■ Exercise requirements ■
1 – Name every distinct capitalized defined term used in the Applicable Margin passage. Leave out section numbers and pricing levels.
2 – Carry the Applicable Margin passage forward from its final sentence, keeping the same legal style.

The Applicable Margin shall be determined on or prior to the fifth (5th) Business Day after the Borrowers are required to provide the quarterly financial statements and other information pursuant to Section 9(c); provided that any change in the Applicable Margin shall be effective on the first day of the month in which such quarterly financial statements are delivered. Notwithstanding anything contained in this paragraph to the contrary, (a) unless otherwise waived in writing by the Lenders, if the Borrowers fail to deliver the financial statements in accordance with the provisions of Section 9(c), the Applicable Margin shall be based upon Level II above beginning on the first day of the month in which such financial statements were required to be delivered until the fifth (5th) Business Day after such financial statements are actually delivered, whereupon the Applicable Margin shall be determined by the then current Level; and (b) no reduction to any Applicable Margin shall become effective at any time when an Event of Default or Unmatured Event of Default has occurred and is continuing.

■ Stored data ■

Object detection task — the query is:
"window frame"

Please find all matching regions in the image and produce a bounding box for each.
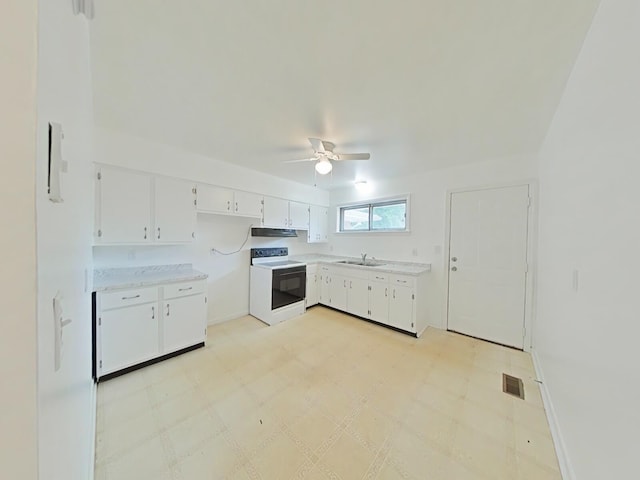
[336,195,411,234]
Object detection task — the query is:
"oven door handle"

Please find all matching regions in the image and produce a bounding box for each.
[274,271,304,277]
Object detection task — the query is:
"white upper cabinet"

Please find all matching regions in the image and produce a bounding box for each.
[262,197,289,228]
[307,205,329,243]
[289,202,309,230]
[233,191,262,218]
[198,184,262,218]
[198,185,235,214]
[95,165,196,245]
[95,167,152,244]
[262,197,309,230]
[153,177,196,243]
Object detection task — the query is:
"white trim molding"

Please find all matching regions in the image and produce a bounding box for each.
[531,349,577,480]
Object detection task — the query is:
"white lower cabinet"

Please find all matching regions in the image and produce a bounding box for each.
[94,280,207,379]
[319,265,427,335]
[369,281,389,324]
[329,272,348,311]
[318,265,331,305]
[162,284,207,354]
[389,285,415,332]
[305,265,320,308]
[347,272,369,318]
[99,303,160,375]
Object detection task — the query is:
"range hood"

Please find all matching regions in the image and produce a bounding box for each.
[251,228,298,237]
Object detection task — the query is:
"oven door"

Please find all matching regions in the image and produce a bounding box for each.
[271,265,307,310]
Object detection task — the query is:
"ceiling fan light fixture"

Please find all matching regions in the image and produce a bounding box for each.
[316,158,333,175]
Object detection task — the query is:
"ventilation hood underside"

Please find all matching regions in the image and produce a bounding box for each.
[251,228,298,237]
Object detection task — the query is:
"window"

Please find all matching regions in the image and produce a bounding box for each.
[339,198,407,232]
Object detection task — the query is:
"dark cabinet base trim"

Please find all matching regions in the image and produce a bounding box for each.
[314,303,418,338]
[96,342,204,383]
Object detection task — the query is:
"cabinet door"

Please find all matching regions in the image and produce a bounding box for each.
[329,273,348,312]
[197,185,235,213]
[96,167,153,244]
[347,278,369,318]
[369,282,389,324]
[289,202,309,230]
[153,177,196,243]
[162,295,207,354]
[262,197,289,228]
[233,192,262,218]
[306,267,319,307]
[318,266,331,305]
[389,285,415,332]
[98,302,160,376]
[317,207,329,243]
[307,205,329,243]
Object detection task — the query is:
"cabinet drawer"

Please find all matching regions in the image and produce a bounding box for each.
[369,272,389,283]
[100,287,158,310]
[164,280,205,300]
[390,275,416,287]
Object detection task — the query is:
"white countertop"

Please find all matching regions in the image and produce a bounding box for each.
[93,263,208,292]
[289,253,431,275]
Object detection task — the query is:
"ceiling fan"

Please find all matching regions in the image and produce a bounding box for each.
[284,138,371,175]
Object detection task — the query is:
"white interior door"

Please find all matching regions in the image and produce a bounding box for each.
[448,185,529,348]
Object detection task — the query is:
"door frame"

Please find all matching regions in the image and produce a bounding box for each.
[442,179,539,352]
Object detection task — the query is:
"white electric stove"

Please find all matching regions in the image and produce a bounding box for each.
[249,247,307,325]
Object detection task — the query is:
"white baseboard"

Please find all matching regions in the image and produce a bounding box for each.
[531,350,576,480]
[87,382,98,480]
[207,310,249,325]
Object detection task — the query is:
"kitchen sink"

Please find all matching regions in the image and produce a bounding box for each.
[336,260,386,267]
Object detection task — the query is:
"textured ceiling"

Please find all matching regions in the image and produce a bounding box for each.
[91,0,598,188]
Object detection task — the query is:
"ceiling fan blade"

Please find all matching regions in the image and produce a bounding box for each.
[336,153,371,160]
[309,138,324,152]
[282,157,318,163]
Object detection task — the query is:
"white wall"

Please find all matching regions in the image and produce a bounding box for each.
[0,0,38,480]
[534,0,640,480]
[93,129,329,323]
[35,0,95,480]
[329,155,537,328]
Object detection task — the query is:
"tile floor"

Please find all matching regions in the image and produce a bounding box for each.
[96,307,561,480]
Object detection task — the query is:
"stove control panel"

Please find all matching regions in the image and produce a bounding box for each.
[251,247,289,259]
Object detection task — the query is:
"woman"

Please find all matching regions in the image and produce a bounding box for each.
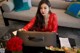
[21,0,58,33]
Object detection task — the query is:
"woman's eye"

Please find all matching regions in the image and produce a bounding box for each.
[44,7,47,9]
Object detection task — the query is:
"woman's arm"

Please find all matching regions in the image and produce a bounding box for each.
[52,14,58,33]
[22,17,36,31]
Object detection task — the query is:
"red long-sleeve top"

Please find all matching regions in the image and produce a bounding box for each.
[23,13,58,32]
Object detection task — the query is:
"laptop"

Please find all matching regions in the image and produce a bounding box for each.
[17,31,57,47]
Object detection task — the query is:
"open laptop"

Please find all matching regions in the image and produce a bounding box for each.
[17,31,57,47]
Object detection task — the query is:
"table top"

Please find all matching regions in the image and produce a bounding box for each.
[0,0,6,7]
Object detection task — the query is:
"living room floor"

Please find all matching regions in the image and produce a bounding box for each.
[0,11,80,48]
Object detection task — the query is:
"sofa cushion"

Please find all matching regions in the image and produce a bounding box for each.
[66,2,80,18]
[13,0,32,11]
[52,9,80,28]
[13,0,23,10]
[3,7,37,21]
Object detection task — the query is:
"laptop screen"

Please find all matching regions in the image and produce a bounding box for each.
[17,31,57,47]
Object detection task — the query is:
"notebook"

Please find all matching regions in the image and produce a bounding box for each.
[17,31,57,47]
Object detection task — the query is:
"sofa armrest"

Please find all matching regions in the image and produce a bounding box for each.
[2,2,14,12]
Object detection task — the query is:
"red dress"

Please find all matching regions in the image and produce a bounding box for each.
[23,13,58,32]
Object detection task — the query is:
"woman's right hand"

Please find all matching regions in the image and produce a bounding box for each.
[19,28,26,31]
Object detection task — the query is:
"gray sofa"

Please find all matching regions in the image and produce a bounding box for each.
[2,0,80,29]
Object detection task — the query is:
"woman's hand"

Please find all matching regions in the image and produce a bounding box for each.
[19,28,26,31]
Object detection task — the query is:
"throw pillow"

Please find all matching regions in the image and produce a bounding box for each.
[77,0,80,2]
[13,0,23,10]
[66,2,80,18]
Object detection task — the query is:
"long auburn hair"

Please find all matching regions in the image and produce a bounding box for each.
[34,0,51,28]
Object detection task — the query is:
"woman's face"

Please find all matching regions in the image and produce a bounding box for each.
[40,3,49,16]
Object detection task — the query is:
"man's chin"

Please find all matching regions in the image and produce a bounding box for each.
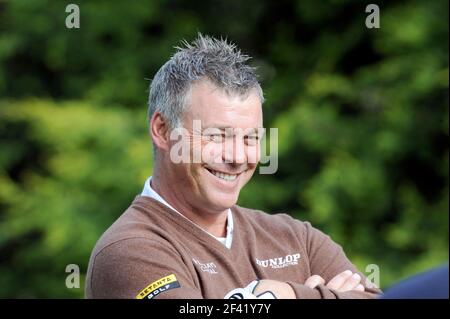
[208,195,238,211]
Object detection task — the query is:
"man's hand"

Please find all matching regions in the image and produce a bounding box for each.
[305,270,364,292]
[253,279,296,299]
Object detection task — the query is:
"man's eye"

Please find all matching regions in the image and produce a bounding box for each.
[245,135,259,141]
[208,134,224,142]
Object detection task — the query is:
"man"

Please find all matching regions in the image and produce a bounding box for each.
[86,35,380,299]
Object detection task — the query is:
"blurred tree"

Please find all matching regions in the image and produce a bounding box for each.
[0,0,449,297]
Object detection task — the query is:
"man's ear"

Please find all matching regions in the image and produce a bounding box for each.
[149,112,170,151]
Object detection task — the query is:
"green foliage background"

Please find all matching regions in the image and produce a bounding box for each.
[0,0,449,298]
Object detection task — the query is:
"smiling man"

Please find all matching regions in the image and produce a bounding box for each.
[86,35,380,299]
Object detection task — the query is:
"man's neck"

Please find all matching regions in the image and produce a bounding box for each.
[150,174,227,237]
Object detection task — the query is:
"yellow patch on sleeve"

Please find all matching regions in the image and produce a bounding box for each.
[136,274,179,299]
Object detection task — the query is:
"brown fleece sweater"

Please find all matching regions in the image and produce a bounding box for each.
[86,196,380,299]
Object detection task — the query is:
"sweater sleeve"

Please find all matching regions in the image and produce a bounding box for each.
[288,223,381,299]
[86,238,202,299]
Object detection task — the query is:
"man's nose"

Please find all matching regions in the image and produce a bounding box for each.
[224,137,247,164]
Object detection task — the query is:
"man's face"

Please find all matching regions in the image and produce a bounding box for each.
[170,81,262,211]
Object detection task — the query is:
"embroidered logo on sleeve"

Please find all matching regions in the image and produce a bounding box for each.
[136,274,181,299]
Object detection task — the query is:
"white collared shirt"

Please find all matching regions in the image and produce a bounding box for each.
[141,176,233,249]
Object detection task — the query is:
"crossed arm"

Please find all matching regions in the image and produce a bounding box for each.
[253,270,372,299]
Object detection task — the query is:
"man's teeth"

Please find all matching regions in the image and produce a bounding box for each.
[209,170,237,181]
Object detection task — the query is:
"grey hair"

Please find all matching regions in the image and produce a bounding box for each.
[148,33,264,129]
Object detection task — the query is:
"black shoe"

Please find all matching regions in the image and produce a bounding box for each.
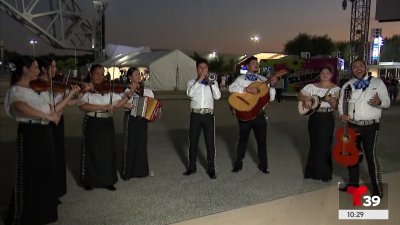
[83,185,93,191]
[183,169,196,176]
[232,166,242,173]
[104,185,117,191]
[258,168,270,174]
[372,192,383,200]
[339,184,360,192]
[207,171,217,179]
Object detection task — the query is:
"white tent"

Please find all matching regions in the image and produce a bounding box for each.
[105,44,150,58]
[106,50,196,91]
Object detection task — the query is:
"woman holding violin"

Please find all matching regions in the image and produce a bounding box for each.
[297,66,340,182]
[79,64,135,191]
[36,57,80,197]
[121,67,154,180]
[4,56,78,225]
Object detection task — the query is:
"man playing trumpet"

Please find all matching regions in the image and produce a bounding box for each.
[183,59,221,179]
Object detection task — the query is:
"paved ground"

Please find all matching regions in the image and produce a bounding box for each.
[0,93,400,225]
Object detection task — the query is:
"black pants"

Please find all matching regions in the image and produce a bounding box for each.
[275,88,283,102]
[304,112,335,180]
[235,113,268,169]
[188,112,215,172]
[5,123,58,225]
[347,123,383,194]
[121,114,149,180]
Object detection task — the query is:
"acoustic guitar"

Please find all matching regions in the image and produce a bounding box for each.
[297,95,321,116]
[228,70,287,121]
[333,85,359,166]
[297,88,332,116]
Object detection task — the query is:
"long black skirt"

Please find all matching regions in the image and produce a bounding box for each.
[121,113,149,180]
[50,116,67,197]
[7,123,58,225]
[304,112,335,180]
[81,116,118,187]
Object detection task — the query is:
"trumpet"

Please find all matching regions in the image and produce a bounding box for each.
[205,73,217,85]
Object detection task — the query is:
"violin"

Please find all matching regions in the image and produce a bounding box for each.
[29,79,83,93]
[93,81,129,94]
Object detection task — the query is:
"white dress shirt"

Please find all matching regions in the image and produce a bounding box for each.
[4,85,50,122]
[229,75,276,101]
[79,92,124,112]
[338,76,390,121]
[186,79,221,109]
[125,88,154,115]
[300,84,340,108]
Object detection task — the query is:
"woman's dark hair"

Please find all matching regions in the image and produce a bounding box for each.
[126,67,138,77]
[83,64,103,82]
[37,56,54,75]
[90,64,103,73]
[350,59,367,77]
[10,56,36,86]
[245,56,258,65]
[196,58,208,68]
[318,65,333,74]
[350,59,367,69]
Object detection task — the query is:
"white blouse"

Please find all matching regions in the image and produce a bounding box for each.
[4,85,50,122]
[79,92,124,105]
[300,84,340,108]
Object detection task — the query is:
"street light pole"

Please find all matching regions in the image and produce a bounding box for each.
[250,35,260,54]
[29,39,38,57]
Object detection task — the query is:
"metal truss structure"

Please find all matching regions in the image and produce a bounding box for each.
[0,0,103,52]
[350,0,371,62]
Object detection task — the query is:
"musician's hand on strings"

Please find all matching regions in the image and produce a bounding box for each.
[129,82,140,91]
[43,112,62,124]
[83,83,94,92]
[303,98,312,109]
[269,76,278,87]
[68,84,81,97]
[325,95,337,104]
[368,93,382,106]
[340,114,350,122]
[101,104,114,112]
[125,103,135,110]
[244,87,258,94]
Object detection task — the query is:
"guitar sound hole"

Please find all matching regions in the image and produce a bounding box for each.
[340,152,353,156]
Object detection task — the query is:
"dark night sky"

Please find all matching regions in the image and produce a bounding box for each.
[0,0,400,54]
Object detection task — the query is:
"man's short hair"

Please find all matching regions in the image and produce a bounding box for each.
[196,58,208,68]
[245,55,258,65]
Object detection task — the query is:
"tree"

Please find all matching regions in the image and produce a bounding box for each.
[379,35,400,62]
[284,33,335,56]
[284,33,312,55]
[334,41,350,66]
[208,57,225,74]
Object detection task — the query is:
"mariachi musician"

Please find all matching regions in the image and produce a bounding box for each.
[4,56,80,224]
[339,59,390,197]
[183,58,221,179]
[79,64,134,191]
[229,56,277,174]
[121,67,154,180]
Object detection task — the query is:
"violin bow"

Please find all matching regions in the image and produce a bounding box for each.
[63,70,71,98]
[47,67,56,115]
[110,62,115,105]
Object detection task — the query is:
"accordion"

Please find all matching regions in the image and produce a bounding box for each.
[131,96,162,122]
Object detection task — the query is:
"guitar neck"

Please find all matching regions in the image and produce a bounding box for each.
[343,92,349,136]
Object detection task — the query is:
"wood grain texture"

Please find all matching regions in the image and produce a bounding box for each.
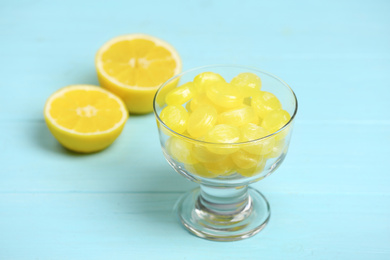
[0,0,390,260]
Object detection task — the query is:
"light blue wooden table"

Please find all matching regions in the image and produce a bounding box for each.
[0,0,390,260]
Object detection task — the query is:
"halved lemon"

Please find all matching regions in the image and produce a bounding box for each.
[95,34,182,114]
[44,85,129,153]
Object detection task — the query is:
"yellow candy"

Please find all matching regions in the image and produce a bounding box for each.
[206,82,244,108]
[264,139,287,158]
[187,93,226,113]
[160,105,188,134]
[193,72,226,94]
[240,123,275,155]
[230,149,263,169]
[165,137,198,164]
[230,72,261,97]
[165,82,195,105]
[204,124,240,154]
[251,91,282,118]
[184,163,218,178]
[203,157,234,176]
[261,110,291,134]
[237,160,267,177]
[192,144,227,163]
[187,106,218,138]
[218,106,259,126]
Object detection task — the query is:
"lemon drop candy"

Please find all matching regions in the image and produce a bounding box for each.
[165,82,195,105]
[187,106,218,138]
[218,106,259,126]
[240,123,275,155]
[230,72,261,97]
[264,139,287,159]
[236,159,267,177]
[193,71,226,94]
[184,163,219,178]
[203,156,234,176]
[230,149,263,169]
[165,137,198,164]
[206,82,244,108]
[251,91,282,118]
[160,105,188,134]
[261,110,291,135]
[204,124,240,154]
[187,93,226,113]
[192,144,228,163]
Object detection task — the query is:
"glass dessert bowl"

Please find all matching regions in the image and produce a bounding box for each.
[154,65,297,241]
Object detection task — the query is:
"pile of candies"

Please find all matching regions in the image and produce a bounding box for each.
[160,72,290,178]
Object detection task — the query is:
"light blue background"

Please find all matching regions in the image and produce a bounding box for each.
[0,0,390,260]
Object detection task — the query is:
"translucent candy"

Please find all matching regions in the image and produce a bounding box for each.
[193,72,226,94]
[230,72,261,97]
[189,93,225,113]
[204,124,240,154]
[203,157,234,176]
[240,123,275,155]
[218,105,259,126]
[251,91,282,118]
[187,106,218,138]
[184,163,219,178]
[165,137,198,164]
[165,82,195,105]
[236,160,267,177]
[192,144,227,163]
[264,139,287,158]
[160,105,188,134]
[261,109,291,134]
[206,82,244,108]
[230,149,263,169]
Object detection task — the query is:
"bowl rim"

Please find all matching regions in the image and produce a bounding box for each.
[153,64,298,146]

■ Answers ■
1 – Applicable Margin, Business Day, Borrowers, Lenders, Event of Default, Unmatured Event of Default

2 –
Fixed Charges” shall mean for any period, without duplication, (i) scheduled payments of principal and interest during the applicable period with respect to all indebtedness of Borrowers for borrowed money (including scheduled reductions of the Real Property Sublimit as required pursuant to Section 2(b)(iii) herein), plus scheduled payments of principal and interest during the applicable period with respect to all capitalized lease obligations of Borrowers, plus unfinanced Capital Expenditures of Borrowers during the applicable period, plus payments during the applicable period in respect of income or franchise taxes of Borrowers, plus any dividends or distributions made by Borrowers, plus any payments made by any Borrower in connection with contingent earn-out payments pursuant to any acquisition.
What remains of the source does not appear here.